__GIVEN TEXT__.
Part of me is excited to be here -- the last board I posted on was TTC after a loss. Now I'm six weeks pregnant. The other part of me is completely freaked out. I have my first u/s on Friday at 6 1/2 weeks. My last pregnancy (and last u/s) was ectopic and so upsetting. Now I'm just hoping that there's a baby in the right place. But for the last couple of days, my symptoms have really subsided. I need to remember that that's normal, but I'm so scared that I've now convinced myself it's going to end in m/c again. The waiting is so hard! Thanks for listening.
missed miscarriage: 12/5/09
empty sac: 2/26/10 (8 weeks); natural m/c: 3/3/10; methotrexate (ectopic): 3/4/10
Re: Looking for postive thoughts
Congrats on your pg! It is so scary being pg after a loss, but try to remember the mantras when you get scared:
"I am pregnant until someone tells me otherwise."
"My past does not dictate my future. A previous m/c does not mean I will have another m/c."
"Just because something sad is happening to another poster, does not mean it will happen to you." We all know m/c and complications are not contagious!
"Hope does not make bad things happen" You cannot ?jinx? your pregnancy by creating a ticker, getting excited, or telling someone. Live in the positive!
Hardest one: "There is nothing I can do to prevent a m/c from happening. Worrying yourself sick doesn't prevent a m/c. And if (god forbid) it were to happen again, I know I will survive."
A
This is a really helpful thing...These mantras really do help me and I hope they can help you some too. In fact, reading just now, I've decided that Im going to create my ticker, bc "I cannot jinx a healthy baby, I cannot jinx a healthy baby..." I hope you find some comfort and peace, and good luck at you u/s.

__YOUR INSTRUCTIONS__. In the forum thread above, how far along will the first poster be at the first ultrasound?

__DATA EXTRACTS__.

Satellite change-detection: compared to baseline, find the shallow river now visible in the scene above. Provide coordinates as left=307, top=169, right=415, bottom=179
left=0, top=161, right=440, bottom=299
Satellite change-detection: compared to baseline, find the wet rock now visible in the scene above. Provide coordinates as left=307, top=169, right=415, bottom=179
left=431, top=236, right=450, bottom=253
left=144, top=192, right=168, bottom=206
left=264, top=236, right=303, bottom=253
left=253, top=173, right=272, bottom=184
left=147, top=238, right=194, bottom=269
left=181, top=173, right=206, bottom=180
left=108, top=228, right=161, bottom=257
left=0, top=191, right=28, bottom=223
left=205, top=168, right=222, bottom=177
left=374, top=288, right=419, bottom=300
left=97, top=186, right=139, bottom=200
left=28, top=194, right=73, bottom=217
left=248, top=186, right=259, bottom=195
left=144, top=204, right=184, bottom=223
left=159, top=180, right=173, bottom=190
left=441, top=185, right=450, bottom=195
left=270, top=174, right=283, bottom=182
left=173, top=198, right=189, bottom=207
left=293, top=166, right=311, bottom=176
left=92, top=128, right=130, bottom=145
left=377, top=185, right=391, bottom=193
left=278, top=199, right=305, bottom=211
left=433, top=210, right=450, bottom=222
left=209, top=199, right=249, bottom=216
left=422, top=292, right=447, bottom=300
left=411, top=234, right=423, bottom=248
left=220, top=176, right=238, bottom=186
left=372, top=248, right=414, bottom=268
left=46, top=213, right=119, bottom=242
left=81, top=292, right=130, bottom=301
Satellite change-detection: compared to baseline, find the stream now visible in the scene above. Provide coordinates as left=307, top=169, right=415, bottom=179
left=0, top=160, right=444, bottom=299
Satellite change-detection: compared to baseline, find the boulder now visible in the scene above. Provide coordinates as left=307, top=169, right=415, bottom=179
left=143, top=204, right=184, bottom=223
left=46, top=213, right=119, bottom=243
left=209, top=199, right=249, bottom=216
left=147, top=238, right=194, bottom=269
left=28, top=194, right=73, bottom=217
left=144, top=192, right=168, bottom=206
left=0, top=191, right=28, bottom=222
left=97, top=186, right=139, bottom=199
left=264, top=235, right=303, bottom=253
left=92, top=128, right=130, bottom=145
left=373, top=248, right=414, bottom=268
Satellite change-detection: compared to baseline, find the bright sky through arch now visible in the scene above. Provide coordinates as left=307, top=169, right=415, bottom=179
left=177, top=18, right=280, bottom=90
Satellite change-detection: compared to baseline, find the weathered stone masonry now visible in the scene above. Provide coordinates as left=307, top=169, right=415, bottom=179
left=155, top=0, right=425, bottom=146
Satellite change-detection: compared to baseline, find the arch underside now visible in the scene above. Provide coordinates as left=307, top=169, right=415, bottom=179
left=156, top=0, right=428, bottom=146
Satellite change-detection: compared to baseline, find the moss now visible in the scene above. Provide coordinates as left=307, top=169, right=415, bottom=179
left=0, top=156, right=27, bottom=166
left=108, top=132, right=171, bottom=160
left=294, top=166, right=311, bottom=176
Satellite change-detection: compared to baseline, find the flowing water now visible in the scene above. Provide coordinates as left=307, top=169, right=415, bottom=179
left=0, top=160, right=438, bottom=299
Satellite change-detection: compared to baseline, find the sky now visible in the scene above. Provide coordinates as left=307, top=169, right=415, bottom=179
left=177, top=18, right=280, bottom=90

__YOUR RESPONSE__. Six and a half weeks.